# Start of Page
The winner of the Radcliffe Institute Public Art Competition is John Wang ’16, a concentrator in the history of art and architecture at Harvard College. This is the third cycle of an innovative Radcliffe Institute student competition that supports the installation and awards a $10,000 prize for the construction of public art in the Susan S. and Kenneth L. Wallach Garden in Radcliffe Yard. Wang is the first undergraduate student to win the competition.

Open to all students enrolled in a Harvard degree program, the Radcliffe Institute Public Art Competition provides them with a unique opportunity to design and build a site-specific installation for prominent display in the Susan S. and Kenneth L. Wallach Garden in Radcliffe Yard.  

Bold, provocative designs are encouraged, and a jury of distinguished Harvard faculty assess the student submissions on the basis of creativity, and construction and budget feasibility.

Download the Radcliffe Institute Public Art Competition Brief (PDF)

If you have any questions, please contact or call 617-495-8185.

Rules and Regulations

These rules and regulations may change at any time, at the discretion of the Radcliffe Institute.


The competition is open to all students currently enrolled in a Harvard degree program. In the case of teams, all team members must be currently enrolled in a Harvard degree program. 

The winner must be present in greater Boston from June 1, 2016, to September 1, 2017, to participate in design development and construction preparation. Participation will include regular design and construction development meetings. In the case of teams, a point person must be nominated to oversee construction, in collaboration with the Radcliffe Institute, during this time period.
# End of Page
# Start of Items
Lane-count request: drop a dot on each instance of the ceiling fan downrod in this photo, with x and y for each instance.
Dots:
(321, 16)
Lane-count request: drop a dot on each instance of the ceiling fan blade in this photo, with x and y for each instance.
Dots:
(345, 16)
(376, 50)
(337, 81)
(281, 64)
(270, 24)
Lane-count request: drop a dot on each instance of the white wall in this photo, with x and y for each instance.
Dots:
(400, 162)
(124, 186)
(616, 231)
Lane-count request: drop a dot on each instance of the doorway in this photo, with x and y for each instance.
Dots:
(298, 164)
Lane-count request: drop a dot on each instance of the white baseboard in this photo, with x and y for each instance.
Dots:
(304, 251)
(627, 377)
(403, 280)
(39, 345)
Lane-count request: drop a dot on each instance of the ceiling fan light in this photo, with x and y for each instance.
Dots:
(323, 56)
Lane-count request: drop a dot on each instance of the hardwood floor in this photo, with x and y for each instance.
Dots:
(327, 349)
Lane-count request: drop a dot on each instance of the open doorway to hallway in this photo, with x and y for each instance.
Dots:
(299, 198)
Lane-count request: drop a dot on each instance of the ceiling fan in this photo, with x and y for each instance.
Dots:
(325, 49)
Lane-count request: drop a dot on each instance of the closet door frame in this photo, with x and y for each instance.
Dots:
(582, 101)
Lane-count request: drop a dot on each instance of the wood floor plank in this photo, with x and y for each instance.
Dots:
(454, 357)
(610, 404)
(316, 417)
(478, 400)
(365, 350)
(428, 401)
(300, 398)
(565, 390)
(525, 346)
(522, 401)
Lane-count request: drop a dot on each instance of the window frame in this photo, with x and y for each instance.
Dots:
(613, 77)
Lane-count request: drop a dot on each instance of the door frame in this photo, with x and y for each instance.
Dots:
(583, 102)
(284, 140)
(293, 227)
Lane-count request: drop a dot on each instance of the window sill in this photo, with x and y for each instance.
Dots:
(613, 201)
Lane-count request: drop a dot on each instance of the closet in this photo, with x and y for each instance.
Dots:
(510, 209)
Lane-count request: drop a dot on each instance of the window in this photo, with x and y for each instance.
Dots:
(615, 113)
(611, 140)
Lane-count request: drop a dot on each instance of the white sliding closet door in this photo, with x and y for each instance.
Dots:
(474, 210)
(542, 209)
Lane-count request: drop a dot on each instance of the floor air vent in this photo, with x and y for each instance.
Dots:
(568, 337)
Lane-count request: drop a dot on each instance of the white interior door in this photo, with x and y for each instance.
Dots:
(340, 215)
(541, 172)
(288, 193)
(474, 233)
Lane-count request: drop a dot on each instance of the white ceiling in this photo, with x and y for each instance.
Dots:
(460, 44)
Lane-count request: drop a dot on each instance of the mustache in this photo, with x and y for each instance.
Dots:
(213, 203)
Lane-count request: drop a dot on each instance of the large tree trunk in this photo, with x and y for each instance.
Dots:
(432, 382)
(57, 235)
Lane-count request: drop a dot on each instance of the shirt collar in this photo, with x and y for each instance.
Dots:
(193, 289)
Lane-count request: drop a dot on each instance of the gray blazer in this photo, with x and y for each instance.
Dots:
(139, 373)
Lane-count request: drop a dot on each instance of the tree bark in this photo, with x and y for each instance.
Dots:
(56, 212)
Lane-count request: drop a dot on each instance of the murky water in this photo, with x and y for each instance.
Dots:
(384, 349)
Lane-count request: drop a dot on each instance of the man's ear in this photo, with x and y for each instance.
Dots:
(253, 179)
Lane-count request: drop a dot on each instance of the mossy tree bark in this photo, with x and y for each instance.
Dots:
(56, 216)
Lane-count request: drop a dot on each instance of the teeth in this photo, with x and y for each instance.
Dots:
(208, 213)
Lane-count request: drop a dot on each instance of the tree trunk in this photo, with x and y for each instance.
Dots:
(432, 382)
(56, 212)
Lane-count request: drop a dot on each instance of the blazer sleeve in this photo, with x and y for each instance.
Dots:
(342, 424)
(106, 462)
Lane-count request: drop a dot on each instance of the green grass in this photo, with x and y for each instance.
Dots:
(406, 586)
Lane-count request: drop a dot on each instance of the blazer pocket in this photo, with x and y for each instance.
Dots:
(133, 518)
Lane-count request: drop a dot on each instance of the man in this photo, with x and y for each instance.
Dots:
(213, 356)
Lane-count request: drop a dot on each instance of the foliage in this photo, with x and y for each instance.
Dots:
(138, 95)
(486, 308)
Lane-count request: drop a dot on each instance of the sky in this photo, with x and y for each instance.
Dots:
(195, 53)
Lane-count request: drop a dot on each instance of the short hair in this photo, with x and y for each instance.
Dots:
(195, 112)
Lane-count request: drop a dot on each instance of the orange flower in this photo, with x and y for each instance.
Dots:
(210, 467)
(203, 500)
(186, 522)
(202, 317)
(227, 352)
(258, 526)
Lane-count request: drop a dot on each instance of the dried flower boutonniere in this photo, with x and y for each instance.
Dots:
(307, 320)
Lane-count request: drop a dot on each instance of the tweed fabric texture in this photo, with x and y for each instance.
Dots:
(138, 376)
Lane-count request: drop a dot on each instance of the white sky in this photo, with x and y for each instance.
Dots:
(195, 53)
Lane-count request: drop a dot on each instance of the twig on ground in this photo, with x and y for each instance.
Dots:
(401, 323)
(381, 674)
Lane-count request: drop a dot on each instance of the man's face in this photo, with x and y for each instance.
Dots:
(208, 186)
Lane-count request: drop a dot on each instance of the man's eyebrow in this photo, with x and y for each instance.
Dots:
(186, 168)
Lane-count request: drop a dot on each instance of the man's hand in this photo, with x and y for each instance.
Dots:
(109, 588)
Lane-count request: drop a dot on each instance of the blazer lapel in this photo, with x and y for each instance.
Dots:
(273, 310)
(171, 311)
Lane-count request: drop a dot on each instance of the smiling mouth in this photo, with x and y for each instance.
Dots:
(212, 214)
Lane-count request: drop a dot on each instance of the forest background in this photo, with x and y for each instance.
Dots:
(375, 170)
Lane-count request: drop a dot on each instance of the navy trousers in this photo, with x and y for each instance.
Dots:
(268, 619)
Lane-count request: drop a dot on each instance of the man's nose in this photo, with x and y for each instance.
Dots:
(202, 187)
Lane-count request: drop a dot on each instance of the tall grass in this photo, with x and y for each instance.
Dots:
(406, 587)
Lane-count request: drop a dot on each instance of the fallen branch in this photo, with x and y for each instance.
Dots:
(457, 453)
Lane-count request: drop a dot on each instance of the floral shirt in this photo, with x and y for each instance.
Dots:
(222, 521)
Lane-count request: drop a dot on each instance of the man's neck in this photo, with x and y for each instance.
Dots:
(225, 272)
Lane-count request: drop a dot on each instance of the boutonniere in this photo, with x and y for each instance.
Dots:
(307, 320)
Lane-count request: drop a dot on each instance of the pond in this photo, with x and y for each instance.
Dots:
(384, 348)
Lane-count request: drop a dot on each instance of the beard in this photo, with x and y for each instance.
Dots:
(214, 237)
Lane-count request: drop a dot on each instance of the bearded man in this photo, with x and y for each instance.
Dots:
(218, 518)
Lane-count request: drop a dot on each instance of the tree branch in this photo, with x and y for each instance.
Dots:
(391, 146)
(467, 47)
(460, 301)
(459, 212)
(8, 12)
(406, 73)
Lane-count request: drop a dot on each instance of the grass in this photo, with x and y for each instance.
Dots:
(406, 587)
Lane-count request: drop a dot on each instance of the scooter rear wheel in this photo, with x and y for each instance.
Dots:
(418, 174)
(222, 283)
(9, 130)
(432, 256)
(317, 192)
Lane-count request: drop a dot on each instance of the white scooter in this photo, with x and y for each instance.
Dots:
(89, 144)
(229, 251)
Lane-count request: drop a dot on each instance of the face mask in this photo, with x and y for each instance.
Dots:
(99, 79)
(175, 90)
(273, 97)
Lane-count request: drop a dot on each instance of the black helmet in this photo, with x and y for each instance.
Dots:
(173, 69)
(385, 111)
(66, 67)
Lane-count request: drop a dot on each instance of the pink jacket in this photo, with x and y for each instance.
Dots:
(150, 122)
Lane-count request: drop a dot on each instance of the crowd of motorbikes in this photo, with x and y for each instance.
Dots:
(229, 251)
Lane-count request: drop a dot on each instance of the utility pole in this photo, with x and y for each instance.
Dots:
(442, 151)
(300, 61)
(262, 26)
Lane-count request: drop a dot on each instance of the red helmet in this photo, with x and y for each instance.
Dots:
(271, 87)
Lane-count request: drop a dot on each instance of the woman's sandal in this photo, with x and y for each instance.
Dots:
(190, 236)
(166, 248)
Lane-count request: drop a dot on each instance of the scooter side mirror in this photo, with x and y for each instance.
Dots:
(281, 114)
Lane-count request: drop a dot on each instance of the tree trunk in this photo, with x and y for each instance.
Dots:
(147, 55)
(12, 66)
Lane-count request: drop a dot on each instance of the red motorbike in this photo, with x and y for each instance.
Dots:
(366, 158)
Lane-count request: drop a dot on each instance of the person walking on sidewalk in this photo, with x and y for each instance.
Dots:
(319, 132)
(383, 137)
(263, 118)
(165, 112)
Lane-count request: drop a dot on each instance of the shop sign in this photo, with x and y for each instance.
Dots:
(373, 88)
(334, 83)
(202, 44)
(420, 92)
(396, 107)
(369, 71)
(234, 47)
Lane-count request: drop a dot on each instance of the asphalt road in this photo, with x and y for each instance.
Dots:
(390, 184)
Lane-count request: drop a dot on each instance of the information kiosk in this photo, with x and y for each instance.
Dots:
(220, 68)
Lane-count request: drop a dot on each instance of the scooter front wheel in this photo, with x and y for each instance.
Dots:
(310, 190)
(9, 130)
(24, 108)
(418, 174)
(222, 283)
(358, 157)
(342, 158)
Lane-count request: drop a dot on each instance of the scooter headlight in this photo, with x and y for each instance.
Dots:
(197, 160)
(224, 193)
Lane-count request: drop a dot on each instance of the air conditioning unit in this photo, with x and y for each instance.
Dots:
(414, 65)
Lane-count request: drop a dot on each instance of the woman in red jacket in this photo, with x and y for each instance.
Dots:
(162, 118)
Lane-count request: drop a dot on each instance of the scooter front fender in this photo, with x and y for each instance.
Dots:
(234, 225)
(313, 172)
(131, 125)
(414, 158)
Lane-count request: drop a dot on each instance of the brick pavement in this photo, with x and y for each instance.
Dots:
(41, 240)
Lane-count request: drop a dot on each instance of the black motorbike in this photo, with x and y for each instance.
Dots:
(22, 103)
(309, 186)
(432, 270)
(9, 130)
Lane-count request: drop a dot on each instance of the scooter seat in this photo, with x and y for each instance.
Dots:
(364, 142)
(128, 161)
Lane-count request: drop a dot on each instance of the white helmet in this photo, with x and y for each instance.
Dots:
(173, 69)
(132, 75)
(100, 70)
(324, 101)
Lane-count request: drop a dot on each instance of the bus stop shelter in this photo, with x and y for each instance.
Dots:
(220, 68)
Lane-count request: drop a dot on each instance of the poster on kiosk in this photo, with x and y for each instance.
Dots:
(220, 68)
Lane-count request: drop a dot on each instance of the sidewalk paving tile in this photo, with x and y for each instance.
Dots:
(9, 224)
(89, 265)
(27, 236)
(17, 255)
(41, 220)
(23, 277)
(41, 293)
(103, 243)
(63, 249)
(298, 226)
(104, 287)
# End of Items
Your tasks →
a – Rewrite the paragraph of the competition page that begins "The winner must be present" in a shorter form, keeping its main facts.
b – Update a section of the competition page, beginning at the words "Open to all students enrolled" and stopping after "construction and budget feasibility.", so that "jury" is replaced with "panel".

The solutions →
a – From June 1, 2016, to September 1, 2017, the winner must be in greater Boston and take part in regular design and construction development meetings. A team must nominate a point person to oversee construction with the Radcliffe Institute during that period.

b –
Open to all students enrolled in a Harvard degree program, the Radcliffe Institute Public Art Competition provides them with a unique opportunity to design and build a site-specific installation for prominent display in the Susan S. and Kenneth L. Wallach Garden in Radcliffe Yard.  

Bold, provocative designs are encouraged, and a panel of distinguished Harvard faculty assess the student submissions on the basis of creativity, and construction and budget feasibility.